The request ▸
Reproduce the data below word for word, starting at the line that contains "of the stone" and continuing through the last line of the data.
————
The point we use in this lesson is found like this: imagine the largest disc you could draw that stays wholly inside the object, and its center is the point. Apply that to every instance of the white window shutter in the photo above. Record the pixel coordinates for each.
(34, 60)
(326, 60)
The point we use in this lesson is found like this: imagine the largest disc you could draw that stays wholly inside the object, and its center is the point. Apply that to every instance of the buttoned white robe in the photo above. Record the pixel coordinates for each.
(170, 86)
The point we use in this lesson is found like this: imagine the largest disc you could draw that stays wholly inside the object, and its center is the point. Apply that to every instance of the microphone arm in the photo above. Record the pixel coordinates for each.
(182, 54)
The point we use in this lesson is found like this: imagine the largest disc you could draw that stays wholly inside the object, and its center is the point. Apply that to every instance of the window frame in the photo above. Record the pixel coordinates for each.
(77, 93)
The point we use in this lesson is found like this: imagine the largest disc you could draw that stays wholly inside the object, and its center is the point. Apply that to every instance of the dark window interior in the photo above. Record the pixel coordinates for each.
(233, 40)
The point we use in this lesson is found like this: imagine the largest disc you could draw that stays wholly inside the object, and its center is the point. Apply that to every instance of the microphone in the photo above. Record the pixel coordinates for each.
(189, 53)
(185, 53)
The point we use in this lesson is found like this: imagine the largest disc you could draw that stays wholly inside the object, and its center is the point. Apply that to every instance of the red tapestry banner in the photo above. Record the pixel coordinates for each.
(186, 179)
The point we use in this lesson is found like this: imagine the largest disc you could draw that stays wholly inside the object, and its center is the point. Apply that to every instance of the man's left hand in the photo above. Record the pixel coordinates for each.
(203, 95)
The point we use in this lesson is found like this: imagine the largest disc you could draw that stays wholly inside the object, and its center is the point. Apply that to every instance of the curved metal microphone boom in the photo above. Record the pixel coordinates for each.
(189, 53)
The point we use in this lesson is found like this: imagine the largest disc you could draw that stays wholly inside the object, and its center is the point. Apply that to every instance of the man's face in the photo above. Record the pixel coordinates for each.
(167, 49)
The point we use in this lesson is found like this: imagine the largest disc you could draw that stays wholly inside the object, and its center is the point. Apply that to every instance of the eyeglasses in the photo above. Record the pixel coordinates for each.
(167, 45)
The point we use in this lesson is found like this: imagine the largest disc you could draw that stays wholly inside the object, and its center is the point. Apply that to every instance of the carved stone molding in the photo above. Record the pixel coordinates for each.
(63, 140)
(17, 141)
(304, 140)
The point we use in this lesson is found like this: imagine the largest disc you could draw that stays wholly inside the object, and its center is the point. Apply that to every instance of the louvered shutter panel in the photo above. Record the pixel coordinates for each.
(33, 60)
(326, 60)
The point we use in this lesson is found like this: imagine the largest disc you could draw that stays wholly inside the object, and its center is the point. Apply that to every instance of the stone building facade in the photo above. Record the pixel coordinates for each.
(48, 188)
————
Solution below ▸
The point we use in this lesson is found like this: imagine the largest disc you could draw that stays wholly inside the object, and its center is the point. Apply that to every instance of the stone building facade in the photo above. Record the pixel coordinates for each.
(48, 188)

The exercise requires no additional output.